## [Fragment]
::::::
E N K E L V O U D I G E K A M E R
[appellant] wonende te [woonplaats], appellant,
de Raad van bestuur van het Uitvoeringsinstituut werknemersverzekeringen, gedaagde.
I. ONTSTAAN EN LOOP VAN HET GEDING
Met ingang van 1 januari 2002 is de Wet structuur uitvoeringsorganisatie werk en inkomen in werking getreden. Ingevolge de Invoeringswet Wet structuur uitvoeringsorganisatie werk en inkomen treedt in dit geding de Raad van bestuur van het Uitvoeringsinstituut werknemersverzekeringen (Uwv) in de plaats van het Landelijk instituut sociale verzekeringen (Lisv). In deze uitspraak wordt onder gedaagde tevens verstaan het Lisv.
Bij het bestreden besluit van 1 september 1998 heeft gedaagde de bezwaren van appellant tegen zijn besluit van 8 oktober 1997, waarin ten aanzien van appellant met ingang van 1 januari 1996 verzekeringsplicht is aangenomen ingevolge artikel 3, subsidiair artikel 5, van de sociale werknemersverzekeringswetten, ongegrond verklaard.
De rechtbank Arnhem heeft bij uitspraak van 11 april 2001 het beroep van appellant tegen het besluit van 1 september 1998 ongegrond verklaard. Het beroep tegen het niet tijdig beslissen op het bezwaarschrift heeft de rechtbank niet-ontvankelijk verklaard.
Appellant is van die uitspraak op bij beroepschrift aangevoerde gronden bij de Raad in hoger beroep gekomen.
Gedaagde heeft bij schrijven van 10 september 2001 van verweer gediend.
Het geding is behandeld ter zitting van de Raad, gehouden op 14 januari 2004, waar appellant in persoon is verschenen, en waar gedaagde zich heeft laten vertegenwoordigen door mr. J.J. de Graaf, werkzaam bij het Uwv.
::::::
## [Verstrekt materiaal]

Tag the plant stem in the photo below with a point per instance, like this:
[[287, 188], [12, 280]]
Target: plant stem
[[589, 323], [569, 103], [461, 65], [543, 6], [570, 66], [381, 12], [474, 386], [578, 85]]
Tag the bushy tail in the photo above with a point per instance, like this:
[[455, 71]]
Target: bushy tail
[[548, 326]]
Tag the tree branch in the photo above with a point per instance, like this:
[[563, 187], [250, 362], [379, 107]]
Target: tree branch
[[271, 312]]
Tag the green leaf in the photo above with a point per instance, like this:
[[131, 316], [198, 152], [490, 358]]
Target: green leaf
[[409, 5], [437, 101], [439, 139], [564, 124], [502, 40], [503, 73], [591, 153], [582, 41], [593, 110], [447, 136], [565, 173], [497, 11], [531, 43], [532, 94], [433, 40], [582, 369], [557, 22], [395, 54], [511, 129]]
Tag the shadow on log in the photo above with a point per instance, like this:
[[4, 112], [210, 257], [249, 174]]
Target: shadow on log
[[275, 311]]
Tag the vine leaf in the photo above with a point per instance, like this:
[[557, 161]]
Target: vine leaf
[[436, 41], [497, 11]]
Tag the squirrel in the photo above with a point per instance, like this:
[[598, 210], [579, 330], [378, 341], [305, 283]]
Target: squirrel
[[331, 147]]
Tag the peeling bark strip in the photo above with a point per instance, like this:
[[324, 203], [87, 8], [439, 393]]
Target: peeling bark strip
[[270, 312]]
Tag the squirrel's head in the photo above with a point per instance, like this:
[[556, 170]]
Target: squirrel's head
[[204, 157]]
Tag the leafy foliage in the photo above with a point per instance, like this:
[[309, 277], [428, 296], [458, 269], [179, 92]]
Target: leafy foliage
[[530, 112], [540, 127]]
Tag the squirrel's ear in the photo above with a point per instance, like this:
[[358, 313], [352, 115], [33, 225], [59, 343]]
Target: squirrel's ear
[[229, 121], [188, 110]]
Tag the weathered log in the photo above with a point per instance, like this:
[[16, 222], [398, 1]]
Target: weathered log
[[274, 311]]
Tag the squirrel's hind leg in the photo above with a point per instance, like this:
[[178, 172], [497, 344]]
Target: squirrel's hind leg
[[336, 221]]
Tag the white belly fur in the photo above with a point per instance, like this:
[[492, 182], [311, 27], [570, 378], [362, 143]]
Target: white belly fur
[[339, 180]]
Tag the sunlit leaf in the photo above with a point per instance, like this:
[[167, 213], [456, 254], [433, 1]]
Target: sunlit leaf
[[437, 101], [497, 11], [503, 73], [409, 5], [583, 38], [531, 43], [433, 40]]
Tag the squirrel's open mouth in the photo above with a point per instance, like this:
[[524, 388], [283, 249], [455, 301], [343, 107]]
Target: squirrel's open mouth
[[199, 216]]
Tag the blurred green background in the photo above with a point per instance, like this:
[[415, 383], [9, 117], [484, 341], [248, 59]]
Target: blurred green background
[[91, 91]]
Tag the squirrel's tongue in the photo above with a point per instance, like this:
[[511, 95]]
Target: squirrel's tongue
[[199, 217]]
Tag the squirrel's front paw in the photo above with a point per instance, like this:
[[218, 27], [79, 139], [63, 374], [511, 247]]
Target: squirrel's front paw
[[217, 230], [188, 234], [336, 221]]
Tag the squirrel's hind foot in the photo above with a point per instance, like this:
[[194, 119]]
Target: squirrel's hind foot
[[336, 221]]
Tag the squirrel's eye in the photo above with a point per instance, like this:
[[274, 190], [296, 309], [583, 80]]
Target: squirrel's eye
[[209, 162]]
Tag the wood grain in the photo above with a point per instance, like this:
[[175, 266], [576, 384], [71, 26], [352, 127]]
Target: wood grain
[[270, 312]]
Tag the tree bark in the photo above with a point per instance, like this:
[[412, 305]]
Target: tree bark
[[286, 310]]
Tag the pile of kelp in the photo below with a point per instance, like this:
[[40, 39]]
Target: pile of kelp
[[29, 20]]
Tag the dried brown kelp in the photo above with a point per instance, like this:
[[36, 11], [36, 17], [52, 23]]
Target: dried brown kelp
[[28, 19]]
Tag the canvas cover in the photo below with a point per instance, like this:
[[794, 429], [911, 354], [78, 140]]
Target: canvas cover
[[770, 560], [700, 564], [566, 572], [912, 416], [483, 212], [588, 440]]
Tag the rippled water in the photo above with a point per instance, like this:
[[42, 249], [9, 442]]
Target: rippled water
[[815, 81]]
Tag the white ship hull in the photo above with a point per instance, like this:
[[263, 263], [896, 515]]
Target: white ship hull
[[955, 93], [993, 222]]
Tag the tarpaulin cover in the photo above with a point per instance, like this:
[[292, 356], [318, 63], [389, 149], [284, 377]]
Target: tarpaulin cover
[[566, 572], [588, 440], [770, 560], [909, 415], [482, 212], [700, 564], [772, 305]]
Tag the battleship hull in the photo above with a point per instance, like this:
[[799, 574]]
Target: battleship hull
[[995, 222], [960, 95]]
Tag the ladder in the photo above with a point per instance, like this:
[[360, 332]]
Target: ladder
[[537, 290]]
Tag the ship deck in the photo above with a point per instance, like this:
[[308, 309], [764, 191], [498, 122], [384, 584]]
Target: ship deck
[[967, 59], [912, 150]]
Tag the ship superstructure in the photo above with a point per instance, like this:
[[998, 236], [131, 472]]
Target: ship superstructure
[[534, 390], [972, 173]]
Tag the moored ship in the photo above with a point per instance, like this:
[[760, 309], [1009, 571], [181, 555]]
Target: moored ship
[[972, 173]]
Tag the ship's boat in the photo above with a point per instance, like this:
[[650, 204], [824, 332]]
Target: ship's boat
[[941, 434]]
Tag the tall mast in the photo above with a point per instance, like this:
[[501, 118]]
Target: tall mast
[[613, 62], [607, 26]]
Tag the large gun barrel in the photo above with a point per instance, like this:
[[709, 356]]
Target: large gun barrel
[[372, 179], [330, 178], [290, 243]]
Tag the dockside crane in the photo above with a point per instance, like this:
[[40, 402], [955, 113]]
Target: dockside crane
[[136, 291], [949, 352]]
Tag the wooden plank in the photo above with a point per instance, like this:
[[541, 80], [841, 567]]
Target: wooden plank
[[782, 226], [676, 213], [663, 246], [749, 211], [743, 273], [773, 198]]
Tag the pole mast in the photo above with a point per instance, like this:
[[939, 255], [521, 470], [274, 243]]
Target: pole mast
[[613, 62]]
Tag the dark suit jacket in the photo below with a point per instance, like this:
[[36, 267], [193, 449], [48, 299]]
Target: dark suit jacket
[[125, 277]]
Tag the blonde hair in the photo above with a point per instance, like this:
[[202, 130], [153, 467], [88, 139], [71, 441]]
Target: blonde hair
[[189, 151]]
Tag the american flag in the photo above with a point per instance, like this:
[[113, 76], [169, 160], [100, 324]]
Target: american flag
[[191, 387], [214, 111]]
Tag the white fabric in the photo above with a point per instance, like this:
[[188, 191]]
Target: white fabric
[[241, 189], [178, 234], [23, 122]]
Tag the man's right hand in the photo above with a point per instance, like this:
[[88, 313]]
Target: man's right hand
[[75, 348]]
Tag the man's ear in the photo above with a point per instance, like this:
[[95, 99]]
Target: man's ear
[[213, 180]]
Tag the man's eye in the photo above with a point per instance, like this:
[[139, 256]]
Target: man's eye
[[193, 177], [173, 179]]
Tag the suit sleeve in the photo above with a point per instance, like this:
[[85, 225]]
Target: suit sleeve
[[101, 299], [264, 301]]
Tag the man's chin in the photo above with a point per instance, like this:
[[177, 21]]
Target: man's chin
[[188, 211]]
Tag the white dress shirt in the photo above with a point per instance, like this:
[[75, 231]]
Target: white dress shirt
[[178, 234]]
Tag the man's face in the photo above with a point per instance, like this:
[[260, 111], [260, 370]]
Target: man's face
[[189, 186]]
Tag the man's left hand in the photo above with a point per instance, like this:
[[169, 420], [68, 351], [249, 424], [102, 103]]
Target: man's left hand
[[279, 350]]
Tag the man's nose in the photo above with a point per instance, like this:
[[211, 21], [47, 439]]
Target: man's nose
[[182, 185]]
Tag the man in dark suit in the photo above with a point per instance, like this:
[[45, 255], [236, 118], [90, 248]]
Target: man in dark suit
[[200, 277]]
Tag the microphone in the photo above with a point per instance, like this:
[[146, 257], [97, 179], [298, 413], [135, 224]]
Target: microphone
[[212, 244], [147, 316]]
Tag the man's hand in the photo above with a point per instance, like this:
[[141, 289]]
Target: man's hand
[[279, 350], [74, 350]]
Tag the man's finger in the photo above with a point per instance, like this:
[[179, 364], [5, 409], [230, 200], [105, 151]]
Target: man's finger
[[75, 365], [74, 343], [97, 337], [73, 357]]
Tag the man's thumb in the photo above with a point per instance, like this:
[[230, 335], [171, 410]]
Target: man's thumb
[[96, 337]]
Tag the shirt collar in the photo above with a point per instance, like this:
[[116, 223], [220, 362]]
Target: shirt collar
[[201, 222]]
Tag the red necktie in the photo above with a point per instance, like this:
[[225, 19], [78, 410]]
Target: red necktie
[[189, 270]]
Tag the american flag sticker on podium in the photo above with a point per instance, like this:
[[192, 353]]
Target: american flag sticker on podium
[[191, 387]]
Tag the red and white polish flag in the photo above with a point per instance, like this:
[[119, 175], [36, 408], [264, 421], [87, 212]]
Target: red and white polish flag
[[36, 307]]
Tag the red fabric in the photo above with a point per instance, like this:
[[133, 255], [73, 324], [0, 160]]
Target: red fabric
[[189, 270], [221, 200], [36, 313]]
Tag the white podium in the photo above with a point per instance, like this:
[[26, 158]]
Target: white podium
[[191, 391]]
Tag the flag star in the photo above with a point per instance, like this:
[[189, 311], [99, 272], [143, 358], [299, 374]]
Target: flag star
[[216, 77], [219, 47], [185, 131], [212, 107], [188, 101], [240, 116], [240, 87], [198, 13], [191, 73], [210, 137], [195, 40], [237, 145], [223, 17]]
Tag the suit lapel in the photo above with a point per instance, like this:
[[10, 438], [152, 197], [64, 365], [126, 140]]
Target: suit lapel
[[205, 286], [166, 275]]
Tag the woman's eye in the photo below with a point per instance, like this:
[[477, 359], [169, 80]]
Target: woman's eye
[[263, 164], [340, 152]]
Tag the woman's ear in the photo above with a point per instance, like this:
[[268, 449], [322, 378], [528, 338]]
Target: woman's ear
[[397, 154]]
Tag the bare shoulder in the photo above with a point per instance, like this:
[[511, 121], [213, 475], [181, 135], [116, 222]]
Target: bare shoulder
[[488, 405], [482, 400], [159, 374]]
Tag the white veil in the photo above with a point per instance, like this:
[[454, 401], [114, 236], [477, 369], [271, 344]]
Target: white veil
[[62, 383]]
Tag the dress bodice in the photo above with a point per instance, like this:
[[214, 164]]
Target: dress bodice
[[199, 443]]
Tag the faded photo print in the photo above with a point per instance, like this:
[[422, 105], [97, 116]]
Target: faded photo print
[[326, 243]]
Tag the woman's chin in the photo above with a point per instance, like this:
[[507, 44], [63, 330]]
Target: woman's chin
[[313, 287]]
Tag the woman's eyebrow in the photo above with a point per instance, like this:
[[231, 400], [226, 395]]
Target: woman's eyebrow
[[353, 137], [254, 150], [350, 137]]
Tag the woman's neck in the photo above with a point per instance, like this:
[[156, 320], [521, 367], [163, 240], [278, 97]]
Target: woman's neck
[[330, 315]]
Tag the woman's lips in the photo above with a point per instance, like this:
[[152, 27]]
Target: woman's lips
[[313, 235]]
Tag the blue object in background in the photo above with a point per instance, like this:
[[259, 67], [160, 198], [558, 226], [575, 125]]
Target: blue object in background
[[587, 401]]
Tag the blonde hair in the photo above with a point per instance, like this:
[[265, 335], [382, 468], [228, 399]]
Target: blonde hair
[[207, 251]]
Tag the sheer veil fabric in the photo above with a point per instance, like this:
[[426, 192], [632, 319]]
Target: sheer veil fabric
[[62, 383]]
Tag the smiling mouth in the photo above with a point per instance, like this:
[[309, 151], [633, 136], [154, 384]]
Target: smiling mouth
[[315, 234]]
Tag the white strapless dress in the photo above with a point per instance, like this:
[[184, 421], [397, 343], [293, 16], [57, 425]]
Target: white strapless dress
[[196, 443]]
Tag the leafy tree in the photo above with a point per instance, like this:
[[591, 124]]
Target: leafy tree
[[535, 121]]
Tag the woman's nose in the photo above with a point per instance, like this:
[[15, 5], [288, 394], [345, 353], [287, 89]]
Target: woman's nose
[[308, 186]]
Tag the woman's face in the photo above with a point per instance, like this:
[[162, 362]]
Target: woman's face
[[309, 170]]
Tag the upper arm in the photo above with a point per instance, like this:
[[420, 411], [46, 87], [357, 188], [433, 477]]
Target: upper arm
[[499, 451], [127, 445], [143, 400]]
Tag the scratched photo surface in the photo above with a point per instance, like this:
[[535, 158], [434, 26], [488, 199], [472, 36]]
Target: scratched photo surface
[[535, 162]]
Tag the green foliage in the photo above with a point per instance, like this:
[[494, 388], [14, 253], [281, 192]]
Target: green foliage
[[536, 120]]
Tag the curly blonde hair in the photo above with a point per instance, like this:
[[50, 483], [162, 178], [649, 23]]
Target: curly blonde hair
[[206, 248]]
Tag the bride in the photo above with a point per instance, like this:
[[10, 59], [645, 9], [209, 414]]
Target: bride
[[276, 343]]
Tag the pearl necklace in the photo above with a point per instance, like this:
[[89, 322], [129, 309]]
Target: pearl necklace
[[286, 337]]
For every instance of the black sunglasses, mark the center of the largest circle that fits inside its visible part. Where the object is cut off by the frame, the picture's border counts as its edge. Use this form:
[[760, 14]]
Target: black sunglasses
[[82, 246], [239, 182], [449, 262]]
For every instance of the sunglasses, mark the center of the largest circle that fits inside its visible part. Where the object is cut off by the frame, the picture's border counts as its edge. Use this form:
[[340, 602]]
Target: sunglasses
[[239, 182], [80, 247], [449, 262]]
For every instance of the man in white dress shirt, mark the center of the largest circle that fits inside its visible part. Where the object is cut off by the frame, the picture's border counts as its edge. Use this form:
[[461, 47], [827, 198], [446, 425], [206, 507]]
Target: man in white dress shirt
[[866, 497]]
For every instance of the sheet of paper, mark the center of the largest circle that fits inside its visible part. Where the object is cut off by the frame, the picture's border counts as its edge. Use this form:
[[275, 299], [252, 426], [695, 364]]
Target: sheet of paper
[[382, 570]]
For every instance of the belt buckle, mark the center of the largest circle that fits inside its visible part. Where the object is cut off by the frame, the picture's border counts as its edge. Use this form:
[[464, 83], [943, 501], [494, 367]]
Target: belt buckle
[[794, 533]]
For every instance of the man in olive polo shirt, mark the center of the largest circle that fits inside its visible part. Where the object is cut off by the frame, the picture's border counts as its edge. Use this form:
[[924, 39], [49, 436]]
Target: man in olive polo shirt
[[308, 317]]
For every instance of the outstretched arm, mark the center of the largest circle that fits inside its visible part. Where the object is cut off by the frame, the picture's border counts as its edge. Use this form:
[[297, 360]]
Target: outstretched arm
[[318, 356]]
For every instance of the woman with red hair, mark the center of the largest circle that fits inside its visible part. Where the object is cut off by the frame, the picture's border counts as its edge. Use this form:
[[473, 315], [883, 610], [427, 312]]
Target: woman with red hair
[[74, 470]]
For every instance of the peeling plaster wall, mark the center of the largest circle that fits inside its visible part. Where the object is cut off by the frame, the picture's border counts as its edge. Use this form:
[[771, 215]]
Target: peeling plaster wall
::::::
## [Opgave]
Wanneer behandelde de Raad het geding ter zitting, volgens het fragment?

## [Antwoord]
Op 14 januari 2004.